EXERCISE DIRECTIONS
Retype each of the entries below exactly as written.

ENTRIES SUPPLIED
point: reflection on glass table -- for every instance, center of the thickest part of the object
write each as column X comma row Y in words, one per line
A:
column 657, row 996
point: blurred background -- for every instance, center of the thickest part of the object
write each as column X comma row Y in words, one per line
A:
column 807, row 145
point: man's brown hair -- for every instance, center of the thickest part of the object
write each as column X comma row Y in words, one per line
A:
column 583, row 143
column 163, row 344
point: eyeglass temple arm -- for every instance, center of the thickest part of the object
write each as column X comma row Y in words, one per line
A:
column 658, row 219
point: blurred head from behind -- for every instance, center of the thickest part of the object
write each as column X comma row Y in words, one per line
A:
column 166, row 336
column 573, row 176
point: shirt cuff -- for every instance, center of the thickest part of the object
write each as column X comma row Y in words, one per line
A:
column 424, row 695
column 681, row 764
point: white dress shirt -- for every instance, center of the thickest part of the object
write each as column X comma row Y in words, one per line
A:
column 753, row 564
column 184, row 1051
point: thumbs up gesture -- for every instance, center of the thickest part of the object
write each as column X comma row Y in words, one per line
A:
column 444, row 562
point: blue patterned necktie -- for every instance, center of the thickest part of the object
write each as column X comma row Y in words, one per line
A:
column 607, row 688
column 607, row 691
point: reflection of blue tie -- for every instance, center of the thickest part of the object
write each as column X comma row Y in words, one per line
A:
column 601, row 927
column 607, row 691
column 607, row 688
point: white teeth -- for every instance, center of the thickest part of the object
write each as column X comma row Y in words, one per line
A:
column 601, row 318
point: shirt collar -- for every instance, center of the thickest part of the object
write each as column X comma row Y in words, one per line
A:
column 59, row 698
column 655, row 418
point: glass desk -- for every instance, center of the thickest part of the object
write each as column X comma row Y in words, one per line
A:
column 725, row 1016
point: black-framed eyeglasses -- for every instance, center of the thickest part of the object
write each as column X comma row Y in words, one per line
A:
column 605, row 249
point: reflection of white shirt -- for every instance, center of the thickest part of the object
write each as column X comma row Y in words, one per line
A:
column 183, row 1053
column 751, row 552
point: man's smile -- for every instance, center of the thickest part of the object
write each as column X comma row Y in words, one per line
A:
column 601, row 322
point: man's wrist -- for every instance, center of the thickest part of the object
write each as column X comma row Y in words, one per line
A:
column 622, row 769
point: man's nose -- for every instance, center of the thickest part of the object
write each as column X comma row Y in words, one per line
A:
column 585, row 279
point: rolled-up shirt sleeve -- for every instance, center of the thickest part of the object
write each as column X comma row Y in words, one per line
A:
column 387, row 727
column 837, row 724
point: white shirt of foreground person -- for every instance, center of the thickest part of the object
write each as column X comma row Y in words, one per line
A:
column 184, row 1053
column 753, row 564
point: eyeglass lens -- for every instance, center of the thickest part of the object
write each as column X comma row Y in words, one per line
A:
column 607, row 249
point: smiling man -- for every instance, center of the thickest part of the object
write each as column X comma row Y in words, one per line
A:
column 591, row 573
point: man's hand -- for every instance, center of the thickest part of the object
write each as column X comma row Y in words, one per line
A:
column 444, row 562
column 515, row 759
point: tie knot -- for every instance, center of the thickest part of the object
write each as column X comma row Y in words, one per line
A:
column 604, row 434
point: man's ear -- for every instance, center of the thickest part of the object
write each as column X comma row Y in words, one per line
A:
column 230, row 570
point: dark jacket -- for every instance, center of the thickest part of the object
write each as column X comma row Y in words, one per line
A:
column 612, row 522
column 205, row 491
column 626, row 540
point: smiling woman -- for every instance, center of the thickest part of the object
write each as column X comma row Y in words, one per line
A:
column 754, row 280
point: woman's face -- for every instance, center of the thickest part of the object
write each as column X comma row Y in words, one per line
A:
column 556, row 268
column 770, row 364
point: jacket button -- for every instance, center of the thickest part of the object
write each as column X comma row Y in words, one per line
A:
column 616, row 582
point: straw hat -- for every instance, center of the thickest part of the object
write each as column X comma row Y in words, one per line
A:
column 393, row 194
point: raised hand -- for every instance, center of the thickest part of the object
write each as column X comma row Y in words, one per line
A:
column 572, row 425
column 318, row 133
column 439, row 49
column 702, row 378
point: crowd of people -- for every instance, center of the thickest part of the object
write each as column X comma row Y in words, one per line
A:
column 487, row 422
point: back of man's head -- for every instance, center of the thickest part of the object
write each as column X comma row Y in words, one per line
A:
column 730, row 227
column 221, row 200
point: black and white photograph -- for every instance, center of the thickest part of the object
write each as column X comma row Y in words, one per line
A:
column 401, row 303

FINISHED EXERCISE
point: reflection on glass table -- for every instance, center of the thickest part of the object
write each as column X comma row Y in words, one per line
A:
column 657, row 996
point: blurred background -- for every instance, center of the thickest part of the object
write each as column X comma row Y in words, one per line
A:
column 807, row 145
point: man's brown hair -- for every instance, center of the thickest part of the object
write each as column X comma row Y in words, one per line
A:
column 583, row 143
column 163, row 344
point: eyeglass temple arm -- for every instance, center of the thickest part of the object
write each as column X comma row Y in words, one per line
A:
column 658, row 219
point: blurred head from behind -- for every instance, center of the thickest part of the object
write each as column X comma row Y in words, one per line
A:
column 166, row 336
column 573, row 176
point: shirt cuff -- for every instance, center of the thickest part of the object
write each as column X comma row Y in words, one per line
A:
column 424, row 695
column 681, row 764
point: white dress shirt -- for every instance, center of the thickest part of the object
write each as column X comma row Y in words, one per line
A:
column 753, row 564
column 184, row 1051
point: thumbs up gesture -- for every instance, center of the thickest part of the object
write each as column X comma row Y in words, one per line
A:
column 444, row 562
point: blue patterned necktie -- for every instance, center of the thickest part of the object
write each as column X comma row Y in words, one per line
A:
column 607, row 688
column 607, row 691
point: reflection of blue tie -- for every instance, center of the thickest part of the object
write each as column X comma row Y in words, one per line
A:
column 601, row 927
column 607, row 691
column 607, row 688
point: white teeth -- for every instance, center of the thickest part of the object
write each as column X comma row Y in words, one per line
A:
column 601, row 318
point: shirt collar -- for every instance, center of the thickest part of the object
write each as column X comma row Y in words, one per line
A:
column 59, row 698
column 655, row 418
point: glass desk -- for every instance, center of the thickest part of the object
write each as column X comma row Y in words, one per line
A:
column 725, row 1016
point: black-framed eyeglasses -- for every instance, center of the thickest part of the object
write each as column X comma row Y in words, one per line
A:
column 605, row 249
point: reflection of white shirt -- for every instance, center of the thickest part of the object
write each as column X comma row Y in words, one per line
A:
column 183, row 1053
column 751, row 552
point: man's smile -- for every instance, center of the thickest part of the object
write each as column X comma row Y in words, one per line
A:
column 601, row 322
point: man's wrist -- for every instance, center of the thickest part of the object
write each as column X comma row Y in words, one per line
A:
column 622, row 769
point: man's nose -- for every instance, center of the thickest part of the object
write each as column X comma row Y in words, one per line
A:
column 585, row 279
point: rolled-up shirt sleeve -- for every instance, center of the thickest part of the object
write each as column X comma row Y in words, one per line
A:
column 387, row 727
column 837, row 724
point: white shirt of foreground person -- for every instance, center of the thickest part of the object
write each as column X comma row Y in words, one per line
A:
column 184, row 1053
column 753, row 564
point: eyeglass lens -- for every instance, center of the thickest part of the object
write each as column X comma row Y in words, one per line
A:
column 607, row 249
point: smiling man -- for every instance, center of the thickest part of the object
write each as column X comma row Y in words, one per line
A:
column 591, row 573
point: man's hand -- for every instance, center of the thickest part of the object
write each as column X comma row Y in words, one per line
A:
column 444, row 562
column 515, row 759
point: tie knot -- for every instance, center of the thickest part of the object
write each as column X comma row Y in words, one per line
A:
column 604, row 434
point: man's ear -- for every instance, center of the thickest part of the object
write each as column X comma row Y in words, one per line
A:
column 230, row 570
point: dark jacket -- for every instance, center of the thickest part of the object
write each as column X comma row Y in words, one per line
A:
column 612, row 522
column 205, row 491
column 626, row 540
point: smiling woman -- for every instance, center of the thickest part of the object
write each as column X comma row Y in words, one per line
A:
column 754, row 280
point: woman's face -- for every instance, center of the thickest part of the object
write each as column X comma row Y in words, one per line
A:
column 556, row 268
column 770, row 364
point: jacket button -- for every instance, center of the thickest part of the object
write each as column X comma row Y in words, one per line
A:
column 616, row 582
point: straw hat -- for every instance, center of the thickest part of the object
write each as column X comma row Y in words, one per line
A:
column 393, row 194
point: raised hand -- for every instance, center of the thickest part of the object
write each as column X comma row Y in words, one per line
A:
column 572, row 425
column 318, row 133
column 439, row 49
column 702, row 378
point: crowd of people -- for every instance, center of the thickest part of the object
write each as column X comma row Y in words, one per line
A:
column 487, row 422
point: back of man's head -- for every instance, center of the thickest part of the object
write each as column X comma row Y in words, one per line
A:
column 730, row 227
column 221, row 200
point: black and white photograph -- for every instance, center of the thickest part of the object
write each as column X comma row Y in words, one per line
A:
column 401, row 303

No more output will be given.